## THE PROBLEM
Please say how many lines below include the word "orange", with nothing beyond the number.

## DATA EXCERPTS
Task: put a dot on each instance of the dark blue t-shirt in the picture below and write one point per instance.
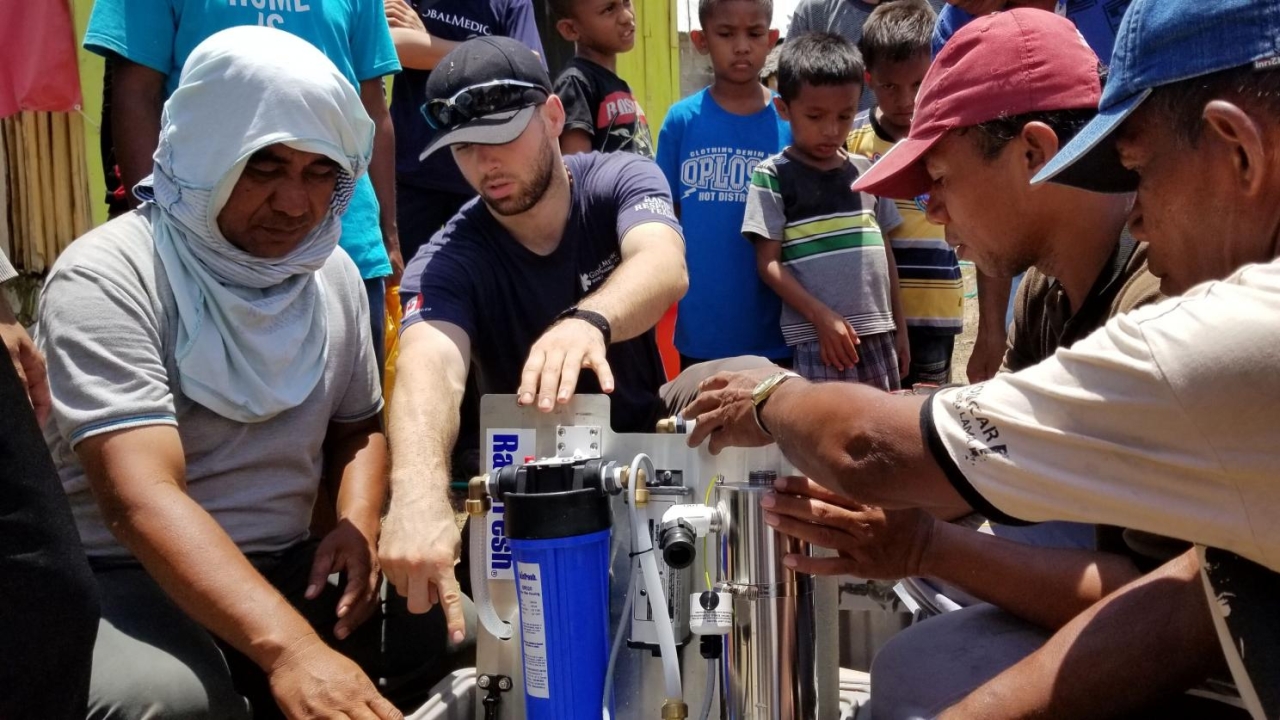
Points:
(478, 277)
(456, 21)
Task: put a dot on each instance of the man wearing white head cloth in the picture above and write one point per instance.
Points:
(210, 367)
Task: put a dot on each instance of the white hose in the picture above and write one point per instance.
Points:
(617, 645)
(711, 689)
(496, 625)
(643, 548)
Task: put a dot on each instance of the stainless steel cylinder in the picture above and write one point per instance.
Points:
(771, 669)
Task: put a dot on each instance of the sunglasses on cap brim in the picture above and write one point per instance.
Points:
(480, 100)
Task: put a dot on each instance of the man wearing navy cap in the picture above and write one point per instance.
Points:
(1164, 420)
(561, 264)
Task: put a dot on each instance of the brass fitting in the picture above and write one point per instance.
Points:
(478, 496)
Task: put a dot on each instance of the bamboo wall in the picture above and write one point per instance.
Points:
(44, 185)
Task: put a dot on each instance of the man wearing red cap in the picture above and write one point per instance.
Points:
(995, 109)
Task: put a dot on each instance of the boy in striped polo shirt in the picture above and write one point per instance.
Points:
(818, 244)
(895, 48)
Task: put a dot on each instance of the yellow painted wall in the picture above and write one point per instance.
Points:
(653, 67)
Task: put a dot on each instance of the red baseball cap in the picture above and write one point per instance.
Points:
(999, 65)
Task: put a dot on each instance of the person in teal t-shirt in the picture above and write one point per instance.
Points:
(149, 41)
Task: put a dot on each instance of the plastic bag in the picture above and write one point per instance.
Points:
(392, 343)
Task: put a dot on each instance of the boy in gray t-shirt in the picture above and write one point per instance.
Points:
(819, 245)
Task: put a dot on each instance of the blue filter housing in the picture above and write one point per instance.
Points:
(561, 546)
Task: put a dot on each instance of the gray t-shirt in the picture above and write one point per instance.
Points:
(109, 329)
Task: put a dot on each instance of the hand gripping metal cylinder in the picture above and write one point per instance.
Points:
(771, 661)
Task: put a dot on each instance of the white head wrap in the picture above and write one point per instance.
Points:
(252, 333)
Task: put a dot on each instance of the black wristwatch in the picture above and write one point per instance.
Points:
(595, 319)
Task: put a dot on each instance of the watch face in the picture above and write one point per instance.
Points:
(763, 387)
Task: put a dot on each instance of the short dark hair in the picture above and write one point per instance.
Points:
(896, 32)
(818, 59)
(1180, 104)
(707, 7)
(992, 136)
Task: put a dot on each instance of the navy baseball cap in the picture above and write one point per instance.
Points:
(1161, 42)
(484, 92)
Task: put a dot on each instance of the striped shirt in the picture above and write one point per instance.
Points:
(831, 238)
(928, 272)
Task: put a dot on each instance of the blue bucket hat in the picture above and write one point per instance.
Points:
(1161, 42)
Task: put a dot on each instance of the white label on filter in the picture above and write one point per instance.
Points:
(533, 629)
(504, 446)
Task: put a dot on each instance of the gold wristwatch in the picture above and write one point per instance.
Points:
(762, 392)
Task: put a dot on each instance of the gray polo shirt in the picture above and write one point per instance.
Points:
(109, 329)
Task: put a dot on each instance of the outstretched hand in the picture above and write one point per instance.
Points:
(557, 359)
(872, 543)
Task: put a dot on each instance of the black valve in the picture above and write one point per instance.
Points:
(677, 543)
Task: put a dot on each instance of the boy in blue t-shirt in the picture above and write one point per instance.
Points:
(818, 244)
(708, 147)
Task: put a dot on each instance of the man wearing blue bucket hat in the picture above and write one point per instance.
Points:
(1162, 420)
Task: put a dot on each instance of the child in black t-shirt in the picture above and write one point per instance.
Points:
(599, 110)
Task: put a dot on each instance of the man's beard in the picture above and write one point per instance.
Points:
(529, 195)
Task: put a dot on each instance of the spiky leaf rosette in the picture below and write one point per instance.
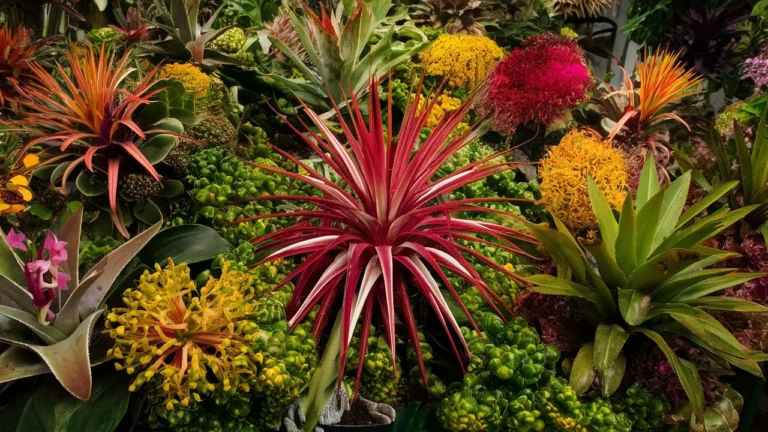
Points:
(378, 232)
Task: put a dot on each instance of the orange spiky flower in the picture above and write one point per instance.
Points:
(88, 113)
(663, 80)
(16, 56)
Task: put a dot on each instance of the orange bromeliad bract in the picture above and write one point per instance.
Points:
(663, 80)
(16, 58)
(88, 114)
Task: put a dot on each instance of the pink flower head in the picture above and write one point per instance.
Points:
(57, 250)
(536, 83)
(17, 240)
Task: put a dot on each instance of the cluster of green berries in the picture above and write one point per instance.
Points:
(215, 131)
(378, 381)
(231, 42)
(217, 178)
(644, 410)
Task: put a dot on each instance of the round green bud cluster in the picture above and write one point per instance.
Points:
(139, 187)
(217, 178)
(231, 41)
(93, 250)
(215, 131)
(644, 410)
(105, 35)
(377, 382)
(600, 417)
(289, 360)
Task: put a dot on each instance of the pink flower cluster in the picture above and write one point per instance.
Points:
(756, 69)
(536, 83)
(42, 272)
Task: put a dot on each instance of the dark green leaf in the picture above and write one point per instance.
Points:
(185, 243)
(157, 148)
(583, 370)
(633, 306)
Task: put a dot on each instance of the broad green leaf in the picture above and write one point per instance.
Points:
(48, 334)
(686, 372)
(714, 284)
(660, 268)
(155, 149)
(609, 341)
(609, 229)
(322, 385)
(702, 325)
(705, 202)
(626, 241)
(606, 263)
(185, 243)
(550, 285)
(634, 306)
(727, 304)
(114, 263)
(583, 370)
(649, 182)
(648, 224)
(611, 377)
(671, 207)
(564, 251)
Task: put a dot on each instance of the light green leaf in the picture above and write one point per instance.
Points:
(649, 182)
(611, 377)
(550, 285)
(583, 370)
(671, 207)
(609, 341)
(322, 385)
(626, 241)
(705, 202)
(609, 228)
(686, 372)
(633, 306)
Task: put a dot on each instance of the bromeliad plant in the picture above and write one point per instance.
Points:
(187, 39)
(49, 327)
(651, 278)
(90, 114)
(338, 48)
(380, 233)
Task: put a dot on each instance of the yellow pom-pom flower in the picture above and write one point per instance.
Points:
(442, 106)
(564, 171)
(195, 81)
(187, 343)
(463, 60)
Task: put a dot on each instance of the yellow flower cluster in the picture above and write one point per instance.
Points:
(195, 81)
(15, 193)
(463, 60)
(178, 338)
(564, 171)
(443, 106)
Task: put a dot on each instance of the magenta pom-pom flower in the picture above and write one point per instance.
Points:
(381, 232)
(536, 83)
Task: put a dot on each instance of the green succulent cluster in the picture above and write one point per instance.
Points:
(378, 381)
(289, 361)
(105, 35)
(217, 177)
(644, 410)
(231, 41)
(511, 384)
(214, 130)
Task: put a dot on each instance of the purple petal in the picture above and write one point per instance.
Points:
(16, 240)
(56, 249)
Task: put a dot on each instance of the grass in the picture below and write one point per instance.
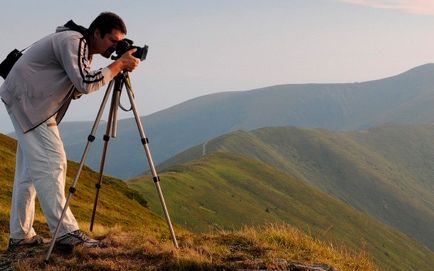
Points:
(135, 238)
(272, 247)
(228, 191)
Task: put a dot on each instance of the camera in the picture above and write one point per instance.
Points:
(125, 45)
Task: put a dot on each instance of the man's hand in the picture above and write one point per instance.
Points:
(127, 62)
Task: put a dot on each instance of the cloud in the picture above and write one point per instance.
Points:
(425, 7)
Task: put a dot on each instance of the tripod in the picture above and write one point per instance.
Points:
(117, 84)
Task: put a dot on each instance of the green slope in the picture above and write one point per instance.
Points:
(137, 239)
(118, 204)
(224, 190)
(386, 172)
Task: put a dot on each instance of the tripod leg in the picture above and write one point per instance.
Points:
(106, 138)
(145, 143)
(72, 188)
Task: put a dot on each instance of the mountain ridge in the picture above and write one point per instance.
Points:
(403, 98)
(355, 167)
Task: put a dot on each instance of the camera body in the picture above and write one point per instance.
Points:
(125, 45)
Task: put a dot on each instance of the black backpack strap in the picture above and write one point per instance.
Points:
(75, 27)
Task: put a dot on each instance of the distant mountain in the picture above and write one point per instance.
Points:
(226, 191)
(387, 171)
(405, 98)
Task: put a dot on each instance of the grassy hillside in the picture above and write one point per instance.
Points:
(226, 191)
(404, 98)
(118, 204)
(134, 238)
(386, 172)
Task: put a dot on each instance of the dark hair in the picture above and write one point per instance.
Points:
(106, 22)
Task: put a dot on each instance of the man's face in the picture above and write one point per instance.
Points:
(106, 45)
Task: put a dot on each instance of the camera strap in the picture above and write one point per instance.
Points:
(10, 60)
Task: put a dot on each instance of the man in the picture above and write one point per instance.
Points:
(37, 92)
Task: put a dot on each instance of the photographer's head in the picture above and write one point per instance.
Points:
(104, 33)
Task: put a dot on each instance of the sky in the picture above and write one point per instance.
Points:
(198, 47)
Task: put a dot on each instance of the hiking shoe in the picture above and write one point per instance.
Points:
(26, 242)
(76, 238)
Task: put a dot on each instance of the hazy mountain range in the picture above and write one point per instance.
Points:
(405, 98)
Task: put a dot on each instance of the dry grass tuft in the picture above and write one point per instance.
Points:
(274, 247)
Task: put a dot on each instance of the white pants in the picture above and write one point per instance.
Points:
(40, 171)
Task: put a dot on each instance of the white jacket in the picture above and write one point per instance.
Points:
(48, 75)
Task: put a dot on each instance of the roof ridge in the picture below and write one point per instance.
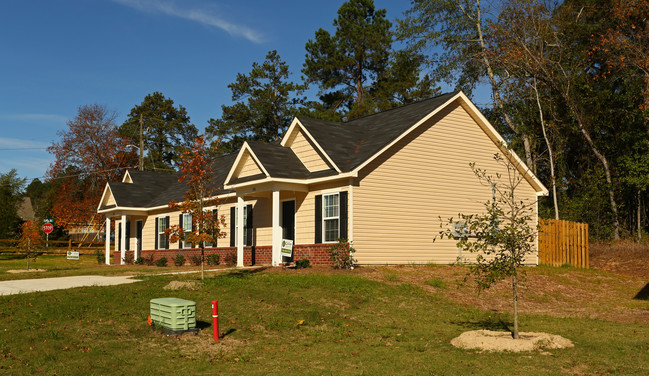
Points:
(451, 93)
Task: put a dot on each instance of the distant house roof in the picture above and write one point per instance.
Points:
(153, 189)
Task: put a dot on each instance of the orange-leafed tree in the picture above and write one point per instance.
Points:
(31, 240)
(196, 172)
(90, 153)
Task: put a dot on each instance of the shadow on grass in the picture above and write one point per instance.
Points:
(243, 273)
(489, 323)
(643, 294)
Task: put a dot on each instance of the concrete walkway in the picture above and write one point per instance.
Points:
(21, 286)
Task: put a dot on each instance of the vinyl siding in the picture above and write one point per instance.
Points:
(247, 167)
(306, 152)
(400, 196)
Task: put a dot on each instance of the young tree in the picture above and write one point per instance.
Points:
(502, 236)
(196, 169)
(89, 154)
(31, 240)
(267, 104)
(167, 131)
(11, 187)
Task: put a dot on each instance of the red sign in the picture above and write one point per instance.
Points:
(47, 228)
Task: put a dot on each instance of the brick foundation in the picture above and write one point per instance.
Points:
(255, 255)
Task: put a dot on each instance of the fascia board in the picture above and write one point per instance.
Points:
(297, 123)
(293, 181)
(541, 190)
(237, 160)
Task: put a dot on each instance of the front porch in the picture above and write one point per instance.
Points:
(252, 255)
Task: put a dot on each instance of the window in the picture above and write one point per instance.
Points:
(163, 224)
(187, 227)
(247, 226)
(331, 217)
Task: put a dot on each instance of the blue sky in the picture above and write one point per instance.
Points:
(61, 54)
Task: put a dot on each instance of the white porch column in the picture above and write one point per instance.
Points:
(277, 230)
(107, 240)
(122, 237)
(240, 230)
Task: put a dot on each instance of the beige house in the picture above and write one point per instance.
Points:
(381, 181)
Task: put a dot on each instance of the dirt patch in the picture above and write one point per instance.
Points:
(624, 257)
(488, 340)
(181, 285)
(16, 271)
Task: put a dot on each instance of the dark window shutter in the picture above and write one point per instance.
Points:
(156, 233)
(166, 227)
(343, 215)
(318, 219)
(128, 236)
(233, 210)
(249, 225)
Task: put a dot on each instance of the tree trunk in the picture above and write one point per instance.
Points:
(547, 142)
(515, 291)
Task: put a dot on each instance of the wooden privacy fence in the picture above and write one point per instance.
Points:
(563, 242)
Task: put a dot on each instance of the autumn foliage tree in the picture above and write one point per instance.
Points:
(196, 172)
(31, 239)
(89, 154)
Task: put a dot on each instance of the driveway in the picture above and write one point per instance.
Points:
(47, 284)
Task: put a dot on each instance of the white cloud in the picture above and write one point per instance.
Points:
(201, 15)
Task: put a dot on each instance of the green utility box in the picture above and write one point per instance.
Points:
(176, 315)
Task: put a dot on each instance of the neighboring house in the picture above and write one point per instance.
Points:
(381, 181)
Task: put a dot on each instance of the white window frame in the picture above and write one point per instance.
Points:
(187, 222)
(162, 223)
(326, 218)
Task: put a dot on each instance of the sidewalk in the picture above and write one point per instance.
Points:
(21, 286)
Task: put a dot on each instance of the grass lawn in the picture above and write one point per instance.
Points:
(370, 321)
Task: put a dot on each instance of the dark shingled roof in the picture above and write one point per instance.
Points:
(347, 144)
(352, 143)
(150, 188)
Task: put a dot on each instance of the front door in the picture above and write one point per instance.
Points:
(288, 224)
(138, 239)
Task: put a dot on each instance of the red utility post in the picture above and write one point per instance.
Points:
(215, 319)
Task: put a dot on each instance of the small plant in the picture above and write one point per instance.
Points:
(437, 283)
(161, 262)
(230, 259)
(302, 264)
(101, 256)
(342, 255)
(195, 260)
(149, 260)
(179, 259)
(128, 258)
(213, 259)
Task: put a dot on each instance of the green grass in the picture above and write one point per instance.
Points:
(351, 326)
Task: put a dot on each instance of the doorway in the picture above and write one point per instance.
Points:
(288, 225)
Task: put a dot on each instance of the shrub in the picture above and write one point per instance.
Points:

## TASK OUTPUT
3